- _Source material_:
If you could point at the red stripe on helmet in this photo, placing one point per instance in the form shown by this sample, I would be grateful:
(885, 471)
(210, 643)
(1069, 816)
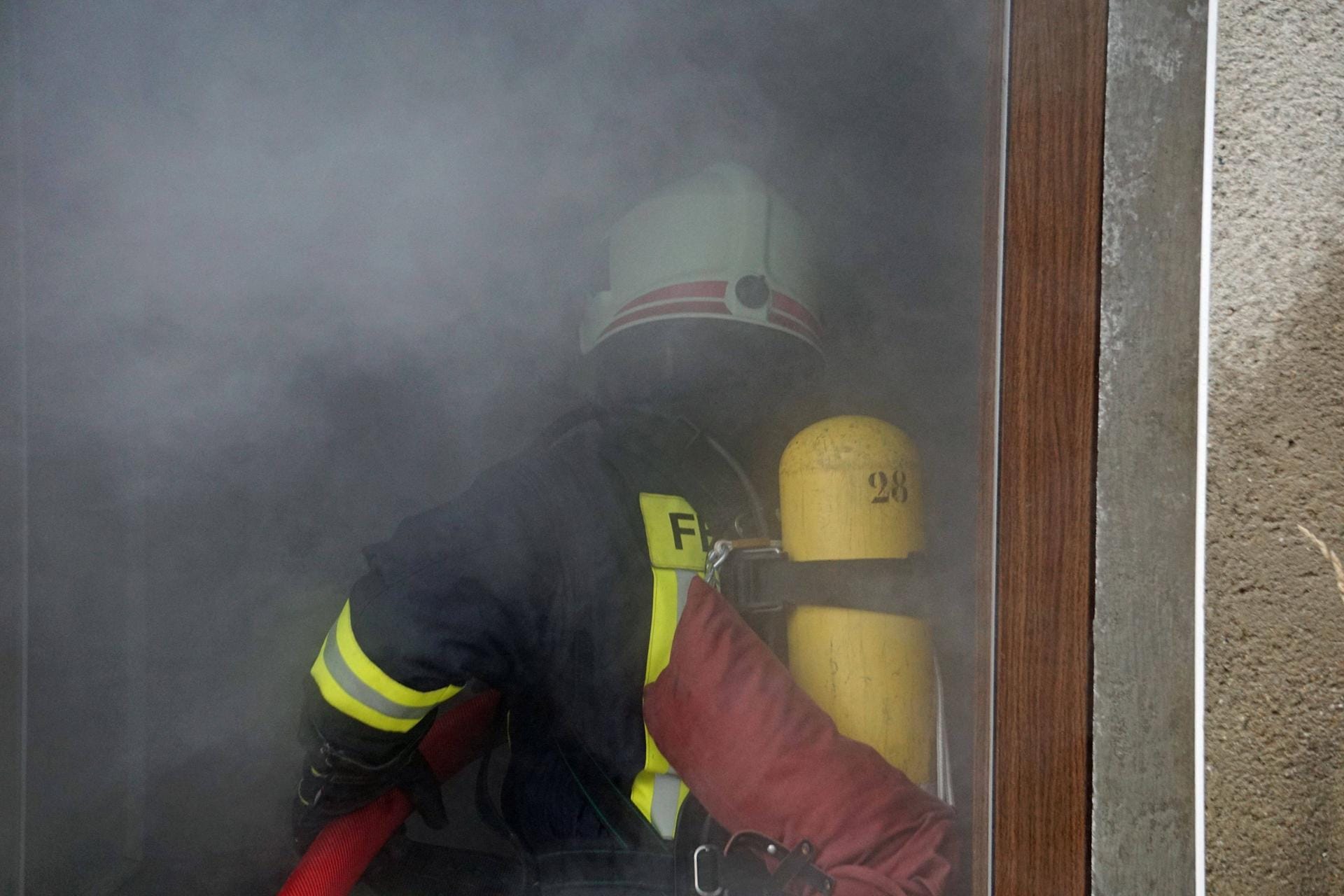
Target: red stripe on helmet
--
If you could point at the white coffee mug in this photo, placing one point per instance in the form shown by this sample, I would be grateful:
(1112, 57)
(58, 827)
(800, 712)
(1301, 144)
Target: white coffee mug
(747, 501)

- _What this task involves_: Each line above starting at the one holding "If you could point at the red" and ending at the one holding "Target: red stripe on helmet" should be set down exactly as it stands, both ends included, with no pictures.

- _Response below_:
If you could point at the red stripe on helmet in this photo, placing one point per instance in the form shown by this sample, I would be grateful:
(885, 471)
(210, 643)
(1069, 816)
Target: red stripe on helmet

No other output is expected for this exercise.